= What you should do =
What lines below include the word "street"? Copy each one.

:::

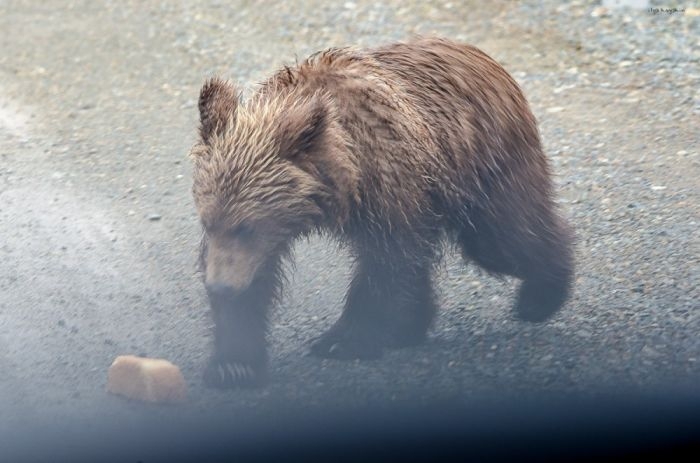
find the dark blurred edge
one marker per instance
(533, 429)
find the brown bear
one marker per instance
(392, 151)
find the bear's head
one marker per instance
(264, 173)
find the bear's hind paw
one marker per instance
(227, 375)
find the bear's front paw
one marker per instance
(222, 374)
(340, 345)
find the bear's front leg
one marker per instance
(386, 306)
(240, 348)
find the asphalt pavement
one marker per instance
(99, 236)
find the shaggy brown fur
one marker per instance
(390, 150)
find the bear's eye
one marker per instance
(241, 232)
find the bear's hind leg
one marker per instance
(543, 260)
(386, 306)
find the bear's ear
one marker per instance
(302, 127)
(218, 102)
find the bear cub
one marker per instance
(391, 151)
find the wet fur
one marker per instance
(390, 151)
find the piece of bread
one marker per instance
(147, 379)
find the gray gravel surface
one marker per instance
(99, 233)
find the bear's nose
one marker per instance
(221, 290)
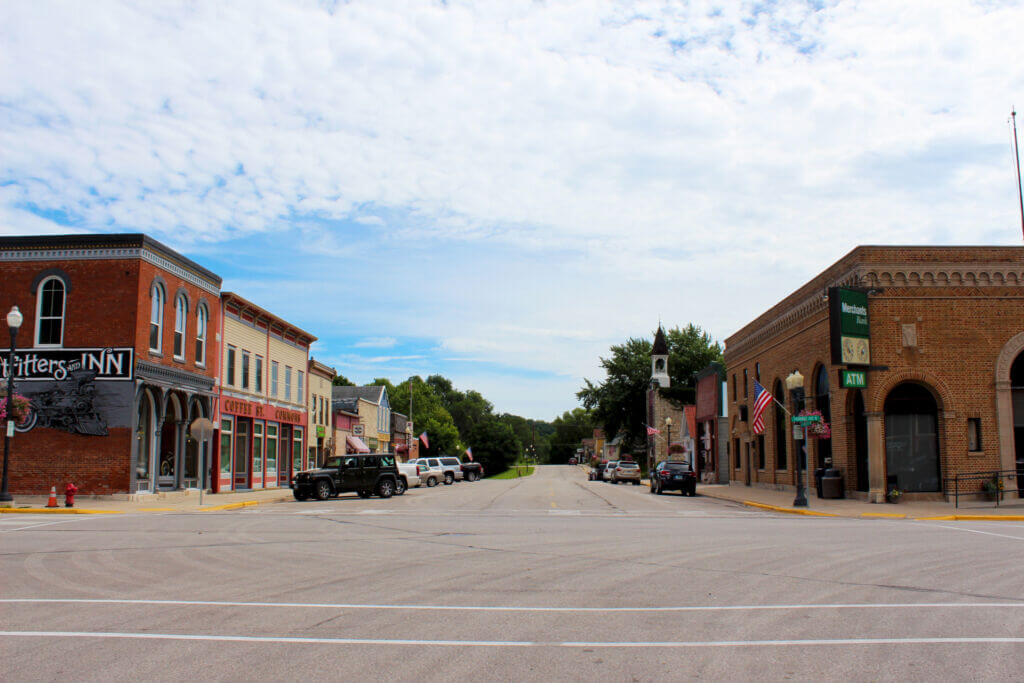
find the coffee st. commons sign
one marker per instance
(60, 364)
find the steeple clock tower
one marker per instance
(659, 359)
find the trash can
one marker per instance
(832, 484)
(818, 474)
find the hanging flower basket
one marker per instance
(20, 409)
(820, 429)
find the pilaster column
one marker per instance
(876, 457)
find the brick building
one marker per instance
(262, 415)
(118, 354)
(912, 354)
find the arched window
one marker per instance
(180, 311)
(157, 316)
(780, 453)
(823, 403)
(50, 312)
(202, 316)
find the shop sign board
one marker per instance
(110, 365)
(853, 379)
(850, 327)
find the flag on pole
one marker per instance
(761, 399)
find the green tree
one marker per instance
(495, 445)
(620, 401)
(429, 415)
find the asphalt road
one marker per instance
(549, 577)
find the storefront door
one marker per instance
(241, 477)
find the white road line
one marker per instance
(514, 643)
(511, 608)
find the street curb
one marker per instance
(792, 511)
(58, 511)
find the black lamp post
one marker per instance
(14, 319)
(795, 383)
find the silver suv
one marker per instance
(626, 470)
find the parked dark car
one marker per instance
(365, 474)
(674, 476)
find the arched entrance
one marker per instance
(1017, 391)
(911, 439)
(144, 437)
(860, 441)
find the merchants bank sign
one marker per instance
(59, 364)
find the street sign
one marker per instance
(854, 379)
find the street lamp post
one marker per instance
(795, 383)
(14, 319)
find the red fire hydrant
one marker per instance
(70, 492)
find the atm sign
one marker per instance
(853, 379)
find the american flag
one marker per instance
(762, 397)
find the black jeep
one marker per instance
(366, 474)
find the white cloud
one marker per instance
(561, 174)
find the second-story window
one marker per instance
(180, 311)
(245, 370)
(156, 316)
(202, 316)
(230, 366)
(49, 318)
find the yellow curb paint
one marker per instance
(792, 511)
(58, 511)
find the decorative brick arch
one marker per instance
(876, 400)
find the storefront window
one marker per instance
(257, 450)
(225, 445)
(271, 447)
(296, 449)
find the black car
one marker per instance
(366, 474)
(674, 476)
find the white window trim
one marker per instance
(39, 309)
(202, 324)
(157, 294)
(180, 317)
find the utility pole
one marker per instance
(1017, 158)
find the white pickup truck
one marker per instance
(409, 477)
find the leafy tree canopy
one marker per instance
(620, 401)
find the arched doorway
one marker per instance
(823, 403)
(144, 440)
(860, 440)
(911, 439)
(1017, 390)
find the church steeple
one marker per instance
(659, 359)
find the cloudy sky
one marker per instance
(499, 190)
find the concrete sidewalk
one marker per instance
(180, 501)
(781, 501)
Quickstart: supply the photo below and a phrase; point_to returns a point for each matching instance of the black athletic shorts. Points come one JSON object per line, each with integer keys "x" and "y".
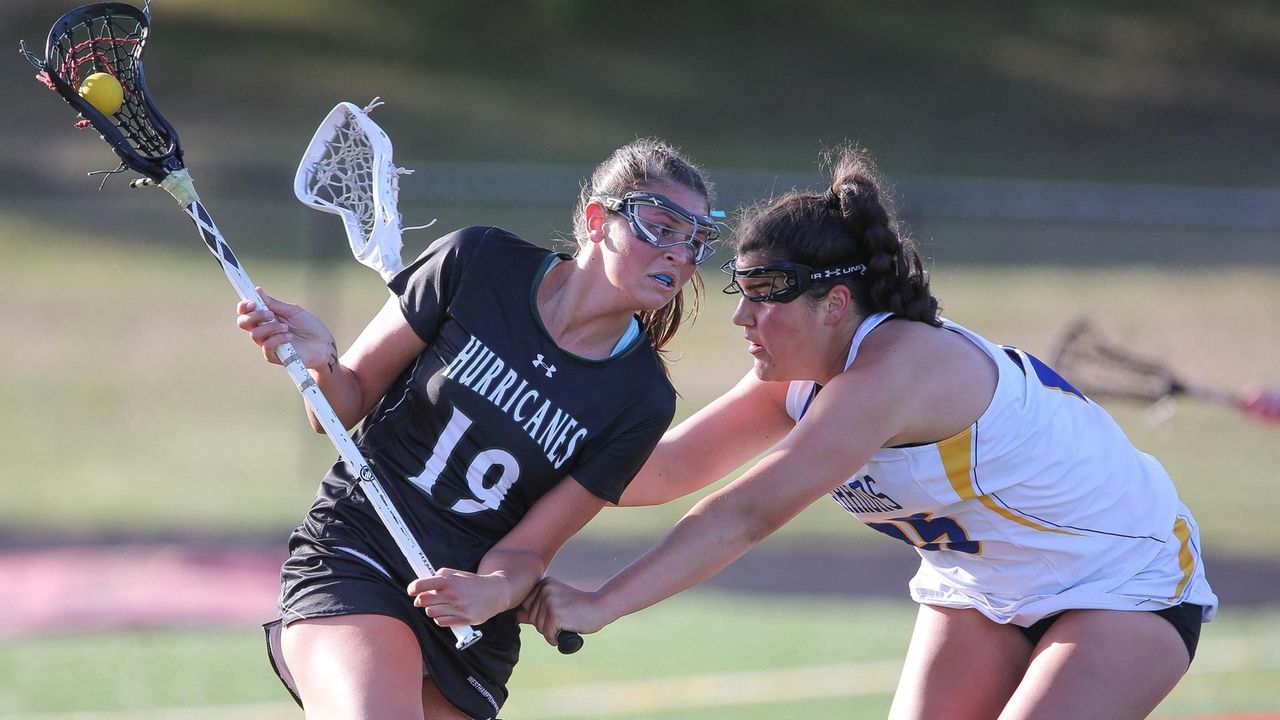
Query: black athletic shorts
{"x": 333, "y": 570}
{"x": 1185, "y": 618}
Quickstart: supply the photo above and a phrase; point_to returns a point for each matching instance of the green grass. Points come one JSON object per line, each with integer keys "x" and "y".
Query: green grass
{"x": 666, "y": 662}
{"x": 132, "y": 400}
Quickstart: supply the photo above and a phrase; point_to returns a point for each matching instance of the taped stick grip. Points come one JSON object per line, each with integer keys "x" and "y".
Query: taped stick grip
{"x": 568, "y": 642}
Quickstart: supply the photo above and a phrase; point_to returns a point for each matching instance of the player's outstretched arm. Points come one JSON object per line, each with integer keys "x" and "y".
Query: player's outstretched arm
{"x": 352, "y": 383}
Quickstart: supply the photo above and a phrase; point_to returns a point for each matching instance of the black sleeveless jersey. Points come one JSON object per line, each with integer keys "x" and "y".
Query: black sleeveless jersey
{"x": 493, "y": 413}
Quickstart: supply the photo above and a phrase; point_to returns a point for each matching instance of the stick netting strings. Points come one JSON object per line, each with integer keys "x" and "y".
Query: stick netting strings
{"x": 343, "y": 177}
{"x": 112, "y": 44}
{"x": 1101, "y": 369}
{"x": 344, "y": 174}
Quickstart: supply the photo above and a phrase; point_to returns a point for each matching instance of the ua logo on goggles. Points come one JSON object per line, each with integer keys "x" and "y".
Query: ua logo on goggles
{"x": 787, "y": 281}
{"x": 658, "y": 220}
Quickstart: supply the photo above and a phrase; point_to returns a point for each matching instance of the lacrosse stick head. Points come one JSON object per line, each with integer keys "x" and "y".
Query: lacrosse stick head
{"x": 1101, "y": 368}
{"x": 347, "y": 169}
{"x": 109, "y": 37}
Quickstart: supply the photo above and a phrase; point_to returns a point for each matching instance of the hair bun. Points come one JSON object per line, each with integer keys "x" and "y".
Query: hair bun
{"x": 832, "y": 199}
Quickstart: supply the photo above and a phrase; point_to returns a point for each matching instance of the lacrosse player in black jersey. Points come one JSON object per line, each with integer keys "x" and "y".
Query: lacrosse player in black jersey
{"x": 506, "y": 393}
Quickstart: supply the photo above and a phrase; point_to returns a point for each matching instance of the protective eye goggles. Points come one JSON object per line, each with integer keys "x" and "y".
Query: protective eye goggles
{"x": 786, "y": 281}
{"x": 659, "y": 222}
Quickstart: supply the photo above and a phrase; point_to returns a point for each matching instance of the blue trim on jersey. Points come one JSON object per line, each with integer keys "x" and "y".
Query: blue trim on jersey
{"x": 629, "y": 342}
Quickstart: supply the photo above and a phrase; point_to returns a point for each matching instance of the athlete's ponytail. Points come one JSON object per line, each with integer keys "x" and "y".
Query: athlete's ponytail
{"x": 850, "y": 222}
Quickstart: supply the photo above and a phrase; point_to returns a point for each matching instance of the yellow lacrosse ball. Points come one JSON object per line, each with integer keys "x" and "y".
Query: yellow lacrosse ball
{"x": 104, "y": 92}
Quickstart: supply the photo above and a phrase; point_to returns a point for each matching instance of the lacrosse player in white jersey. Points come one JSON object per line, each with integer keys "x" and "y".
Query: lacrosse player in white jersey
{"x": 1060, "y": 575}
{"x": 504, "y": 393}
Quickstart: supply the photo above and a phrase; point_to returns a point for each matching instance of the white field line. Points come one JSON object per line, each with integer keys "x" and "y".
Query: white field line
{"x": 713, "y": 689}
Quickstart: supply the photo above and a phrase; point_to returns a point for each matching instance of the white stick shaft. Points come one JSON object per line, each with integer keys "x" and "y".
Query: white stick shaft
{"x": 315, "y": 399}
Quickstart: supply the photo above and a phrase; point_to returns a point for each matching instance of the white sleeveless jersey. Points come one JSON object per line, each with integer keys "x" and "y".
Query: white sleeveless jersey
{"x": 1040, "y": 506}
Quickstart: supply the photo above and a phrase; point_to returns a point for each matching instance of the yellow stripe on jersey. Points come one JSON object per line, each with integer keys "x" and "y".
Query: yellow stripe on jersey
{"x": 1185, "y": 560}
{"x": 956, "y": 454}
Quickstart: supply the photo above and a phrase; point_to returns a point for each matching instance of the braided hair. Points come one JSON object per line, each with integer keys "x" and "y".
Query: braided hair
{"x": 850, "y": 222}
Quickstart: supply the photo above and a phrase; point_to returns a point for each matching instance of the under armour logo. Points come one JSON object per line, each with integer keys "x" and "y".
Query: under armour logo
{"x": 538, "y": 363}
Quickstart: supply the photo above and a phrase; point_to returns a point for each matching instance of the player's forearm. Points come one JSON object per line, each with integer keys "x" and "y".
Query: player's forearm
{"x": 342, "y": 390}
{"x": 519, "y": 569}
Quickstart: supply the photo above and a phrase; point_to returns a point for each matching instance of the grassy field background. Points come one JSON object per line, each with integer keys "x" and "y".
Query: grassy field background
{"x": 702, "y": 656}
{"x": 141, "y": 408}
{"x": 132, "y": 408}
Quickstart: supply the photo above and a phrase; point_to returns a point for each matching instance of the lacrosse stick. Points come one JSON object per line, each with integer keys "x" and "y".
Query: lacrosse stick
{"x": 110, "y": 37}
{"x": 347, "y": 171}
{"x": 1102, "y": 369}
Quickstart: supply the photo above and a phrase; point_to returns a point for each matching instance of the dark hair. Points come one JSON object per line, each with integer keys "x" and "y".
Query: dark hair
{"x": 851, "y": 222}
{"x": 638, "y": 165}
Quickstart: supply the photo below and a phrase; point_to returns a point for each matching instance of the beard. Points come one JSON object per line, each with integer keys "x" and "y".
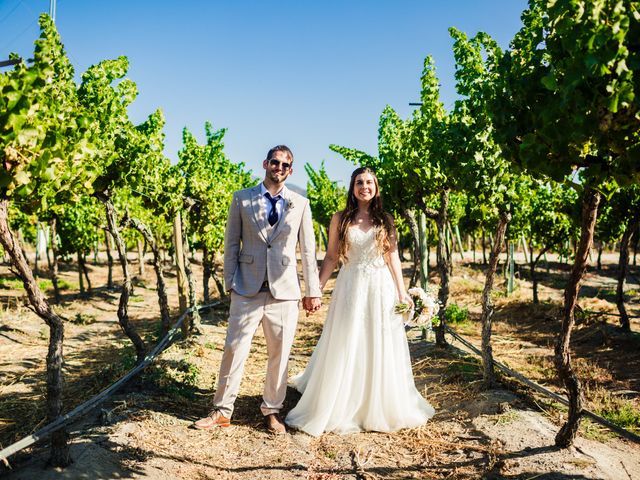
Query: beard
{"x": 277, "y": 177}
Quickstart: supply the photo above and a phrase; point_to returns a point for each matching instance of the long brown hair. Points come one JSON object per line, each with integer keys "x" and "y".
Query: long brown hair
{"x": 381, "y": 221}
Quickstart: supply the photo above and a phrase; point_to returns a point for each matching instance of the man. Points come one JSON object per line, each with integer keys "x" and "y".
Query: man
{"x": 265, "y": 224}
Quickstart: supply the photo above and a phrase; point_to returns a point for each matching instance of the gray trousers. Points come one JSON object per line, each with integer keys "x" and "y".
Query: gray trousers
{"x": 279, "y": 319}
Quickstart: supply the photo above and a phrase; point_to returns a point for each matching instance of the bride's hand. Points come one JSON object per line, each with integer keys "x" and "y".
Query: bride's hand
{"x": 406, "y": 298}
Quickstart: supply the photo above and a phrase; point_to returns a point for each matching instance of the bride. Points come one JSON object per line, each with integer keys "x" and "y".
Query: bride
{"x": 359, "y": 376}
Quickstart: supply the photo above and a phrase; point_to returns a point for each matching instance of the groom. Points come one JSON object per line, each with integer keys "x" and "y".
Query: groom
{"x": 265, "y": 224}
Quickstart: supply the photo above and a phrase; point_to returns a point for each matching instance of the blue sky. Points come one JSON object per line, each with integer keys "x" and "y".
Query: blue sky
{"x": 306, "y": 74}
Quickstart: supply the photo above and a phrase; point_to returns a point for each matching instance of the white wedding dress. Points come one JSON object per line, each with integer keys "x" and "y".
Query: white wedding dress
{"x": 359, "y": 376}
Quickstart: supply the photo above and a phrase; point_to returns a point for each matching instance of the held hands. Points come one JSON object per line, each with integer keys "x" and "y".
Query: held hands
{"x": 311, "y": 304}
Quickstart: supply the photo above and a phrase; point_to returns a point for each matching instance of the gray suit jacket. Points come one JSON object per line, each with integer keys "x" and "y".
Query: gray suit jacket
{"x": 251, "y": 254}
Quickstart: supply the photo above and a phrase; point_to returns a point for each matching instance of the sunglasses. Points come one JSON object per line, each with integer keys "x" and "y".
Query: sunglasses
{"x": 276, "y": 163}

:::

= Reply =
find the street curb
find the street sign
find the street lamp post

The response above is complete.